[Work to complete]:
Everything in the listing should be restated word for word.

[Data records]:
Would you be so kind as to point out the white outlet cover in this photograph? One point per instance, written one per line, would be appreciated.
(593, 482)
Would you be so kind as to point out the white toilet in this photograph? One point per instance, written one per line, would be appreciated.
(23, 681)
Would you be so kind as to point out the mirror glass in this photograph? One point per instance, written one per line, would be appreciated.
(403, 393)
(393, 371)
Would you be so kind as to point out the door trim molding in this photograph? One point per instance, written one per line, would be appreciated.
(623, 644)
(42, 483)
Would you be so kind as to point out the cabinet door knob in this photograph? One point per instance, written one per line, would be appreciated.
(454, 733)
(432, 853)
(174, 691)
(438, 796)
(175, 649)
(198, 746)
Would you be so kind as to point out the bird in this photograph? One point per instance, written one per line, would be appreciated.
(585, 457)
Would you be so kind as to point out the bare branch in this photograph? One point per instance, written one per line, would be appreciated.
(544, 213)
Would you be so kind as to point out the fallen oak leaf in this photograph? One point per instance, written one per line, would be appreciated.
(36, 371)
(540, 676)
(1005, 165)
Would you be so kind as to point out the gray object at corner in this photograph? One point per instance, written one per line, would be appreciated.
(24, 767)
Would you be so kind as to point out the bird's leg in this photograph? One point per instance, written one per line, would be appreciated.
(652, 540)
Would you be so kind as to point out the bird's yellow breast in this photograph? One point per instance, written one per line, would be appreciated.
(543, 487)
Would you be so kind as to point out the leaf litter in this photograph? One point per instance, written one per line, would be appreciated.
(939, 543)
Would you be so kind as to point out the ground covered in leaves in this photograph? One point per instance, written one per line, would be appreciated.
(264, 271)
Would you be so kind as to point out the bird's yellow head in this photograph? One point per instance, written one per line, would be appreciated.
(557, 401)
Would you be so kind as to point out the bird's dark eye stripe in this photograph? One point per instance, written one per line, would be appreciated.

[Response]:
Would you be so kind as to point out the white outlet cover in this photograph? One point per instance, written one per line, would be appreciated.
(593, 482)
Would you be so kind as to point out the white toilet in this photograph? One point per instance, written one per line, would be appreciated.
(23, 681)
Would you be so kind as to point out the mirror glass in this photograph? One point per instance, written one per line, would be appreciated.
(403, 393)
(393, 371)
Would you be so kind as to point out the door trim molding in this photograph? One point per instance, written one per line, would be appreciated.
(623, 644)
(42, 483)
Would you be so kind as to point out the cabinet door knob in this photograph? One point per instance, written one per line, would be appreciated.
(454, 733)
(432, 853)
(174, 691)
(438, 796)
(175, 649)
(198, 746)
Would you be so kind as to point out the bird in this photograph? One point per instance, written one per line, would be appreciated.
(585, 457)
Would you be so kind as to point out the bare branch in this photograph? One point per instance, written one per line, would be appreciated.
(544, 213)
Would you be so kind as to point out the fallen oak leaf in this photograph? One point per instance, written one per line, would be appreciated.
(36, 371)
(540, 676)
(1005, 165)
Would you be so kind as to point out the gray object at corner in this photograph? One point per instance, written one per line, would be appreciated.
(24, 767)
Would you be so kind as to point out the bird's leg in this photograph? One point per instance, written one per line, would be appreciated.
(652, 540)
Would you be so kind as to point out the bird's yellow breast in this photograph? One point per instance, written one per line, would be appreciated.
(543, 487)
Would you be so kind as to point out the leaf litter in this photograph? One point per instance, written one per line, would be appreciated.
(939, 543)
Would you be so kind as to point out the ground covered in leaves in this photograph? One point per instance, written one per line, would be appreciated.
(264, 271)
Would you be so kind as to point out the bird's yellow head in this photograph? One point per instance, written one per line, would be appreciated.
(557, 401)
Would you be so kind as to point out the bird's dark eye stripe in this photograph? One point per instance, written one per line, would be appreciated.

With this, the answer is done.